== Exercise material ==
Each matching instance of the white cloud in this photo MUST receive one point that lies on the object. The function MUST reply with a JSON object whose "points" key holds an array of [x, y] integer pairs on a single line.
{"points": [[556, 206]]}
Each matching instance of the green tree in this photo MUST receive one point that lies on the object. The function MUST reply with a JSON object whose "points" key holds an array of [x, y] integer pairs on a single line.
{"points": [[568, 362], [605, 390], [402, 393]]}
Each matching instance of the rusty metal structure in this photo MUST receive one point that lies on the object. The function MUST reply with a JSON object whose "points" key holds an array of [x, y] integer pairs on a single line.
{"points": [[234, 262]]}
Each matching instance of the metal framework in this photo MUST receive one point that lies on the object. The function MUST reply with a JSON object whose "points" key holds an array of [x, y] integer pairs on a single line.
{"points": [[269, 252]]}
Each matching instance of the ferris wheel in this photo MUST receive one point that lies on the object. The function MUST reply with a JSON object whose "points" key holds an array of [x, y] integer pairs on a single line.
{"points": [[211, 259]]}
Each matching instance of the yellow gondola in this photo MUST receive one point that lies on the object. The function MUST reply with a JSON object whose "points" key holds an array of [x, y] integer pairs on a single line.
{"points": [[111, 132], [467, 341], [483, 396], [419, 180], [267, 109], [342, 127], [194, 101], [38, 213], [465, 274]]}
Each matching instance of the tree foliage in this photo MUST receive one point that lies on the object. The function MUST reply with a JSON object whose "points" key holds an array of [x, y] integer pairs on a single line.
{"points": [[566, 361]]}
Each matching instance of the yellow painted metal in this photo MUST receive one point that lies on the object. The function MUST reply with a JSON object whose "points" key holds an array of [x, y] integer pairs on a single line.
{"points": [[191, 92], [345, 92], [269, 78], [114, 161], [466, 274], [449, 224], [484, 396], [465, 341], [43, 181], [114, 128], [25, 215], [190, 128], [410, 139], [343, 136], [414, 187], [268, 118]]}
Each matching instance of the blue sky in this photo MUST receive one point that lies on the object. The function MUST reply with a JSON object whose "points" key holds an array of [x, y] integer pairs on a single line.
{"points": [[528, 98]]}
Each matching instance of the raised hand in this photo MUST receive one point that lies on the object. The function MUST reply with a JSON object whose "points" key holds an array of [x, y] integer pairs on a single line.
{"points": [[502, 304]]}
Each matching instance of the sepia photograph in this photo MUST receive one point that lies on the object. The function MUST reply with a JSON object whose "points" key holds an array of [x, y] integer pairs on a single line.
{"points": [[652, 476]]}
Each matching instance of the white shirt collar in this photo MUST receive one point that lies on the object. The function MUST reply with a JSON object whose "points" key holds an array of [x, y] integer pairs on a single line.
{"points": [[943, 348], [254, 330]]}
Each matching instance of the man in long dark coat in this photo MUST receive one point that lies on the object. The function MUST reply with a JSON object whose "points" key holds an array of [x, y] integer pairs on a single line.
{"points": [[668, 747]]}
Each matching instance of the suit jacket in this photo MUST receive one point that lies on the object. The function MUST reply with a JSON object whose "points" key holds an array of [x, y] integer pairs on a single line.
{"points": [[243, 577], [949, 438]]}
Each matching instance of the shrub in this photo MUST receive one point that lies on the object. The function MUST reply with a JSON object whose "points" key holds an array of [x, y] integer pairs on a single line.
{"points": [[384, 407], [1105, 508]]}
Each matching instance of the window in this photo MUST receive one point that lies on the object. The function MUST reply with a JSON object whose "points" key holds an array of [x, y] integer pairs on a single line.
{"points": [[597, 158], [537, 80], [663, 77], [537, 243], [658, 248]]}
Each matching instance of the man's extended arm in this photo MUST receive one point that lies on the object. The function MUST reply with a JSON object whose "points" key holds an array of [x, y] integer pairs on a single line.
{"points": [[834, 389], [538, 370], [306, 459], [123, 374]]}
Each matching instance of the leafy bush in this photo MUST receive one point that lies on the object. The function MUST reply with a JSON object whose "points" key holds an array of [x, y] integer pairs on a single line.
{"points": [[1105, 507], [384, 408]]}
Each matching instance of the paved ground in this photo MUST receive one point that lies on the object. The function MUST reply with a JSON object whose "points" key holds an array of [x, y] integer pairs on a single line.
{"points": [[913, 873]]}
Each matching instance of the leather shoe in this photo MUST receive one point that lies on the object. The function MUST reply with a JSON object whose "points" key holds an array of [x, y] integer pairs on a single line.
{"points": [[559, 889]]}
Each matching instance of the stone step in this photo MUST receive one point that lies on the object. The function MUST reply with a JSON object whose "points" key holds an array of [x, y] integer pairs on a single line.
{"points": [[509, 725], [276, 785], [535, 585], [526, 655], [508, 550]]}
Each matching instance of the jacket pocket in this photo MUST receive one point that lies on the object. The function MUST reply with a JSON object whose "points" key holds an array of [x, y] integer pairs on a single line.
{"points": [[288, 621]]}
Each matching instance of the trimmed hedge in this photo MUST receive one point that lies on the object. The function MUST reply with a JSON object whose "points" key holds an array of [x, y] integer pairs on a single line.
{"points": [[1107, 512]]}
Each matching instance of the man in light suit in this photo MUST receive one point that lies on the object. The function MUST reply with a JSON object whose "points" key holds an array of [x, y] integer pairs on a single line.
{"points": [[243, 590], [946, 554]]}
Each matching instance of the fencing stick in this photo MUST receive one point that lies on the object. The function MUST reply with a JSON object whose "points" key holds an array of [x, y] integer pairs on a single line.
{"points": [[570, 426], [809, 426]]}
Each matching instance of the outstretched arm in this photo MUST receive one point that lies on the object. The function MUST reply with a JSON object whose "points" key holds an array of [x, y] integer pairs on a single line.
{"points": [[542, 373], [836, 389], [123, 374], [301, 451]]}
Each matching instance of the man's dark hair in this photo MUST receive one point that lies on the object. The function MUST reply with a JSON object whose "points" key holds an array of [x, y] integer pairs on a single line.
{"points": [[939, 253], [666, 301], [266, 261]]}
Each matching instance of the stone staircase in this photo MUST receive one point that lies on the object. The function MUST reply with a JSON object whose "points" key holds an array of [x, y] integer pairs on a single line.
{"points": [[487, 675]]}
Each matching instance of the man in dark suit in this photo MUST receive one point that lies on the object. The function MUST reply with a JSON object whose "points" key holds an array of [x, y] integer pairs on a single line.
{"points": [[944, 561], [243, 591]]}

== Request ==
Locate the line with "Each matching instance of the outstretched" in the entries above; extract it and every line after it, verbatim.

== Response below ==
Each matching instance of the outstretched arm in this photo MUST receive one point that lies on the object. The function MUST reply with a JSON object whose "points" key holds an array of [x, y] integer pairs on a single line.
{"points": [[542, 373], [836, 389], [123, 374], [301, 451]]}
Each matching instance of the man's dark hair in this photo MUST receive one point that lies on the object. The function MUST reply with a JSON object whose "points" key holds an array of [x, y] integer pairs on a single line.
{"points": [[939, 253], [666, 301], [266, 261]]}
Each matching instance of the stone staircase in this photo MUST receive one point that lies on the object. The function MUST reply with a JSON object whose "points" key holds an array of [x, y] integer pairs on a single line.
{"points": [[487, 675]]}
Each matching instance of the man in dark suit in this photo MUST receive one point that lies on the object. The function MUST reply with a JSON object whose "points" key holds an array of [x, y] integer pairs on a single line.
{"points": [[944, 561], [243, 591]]}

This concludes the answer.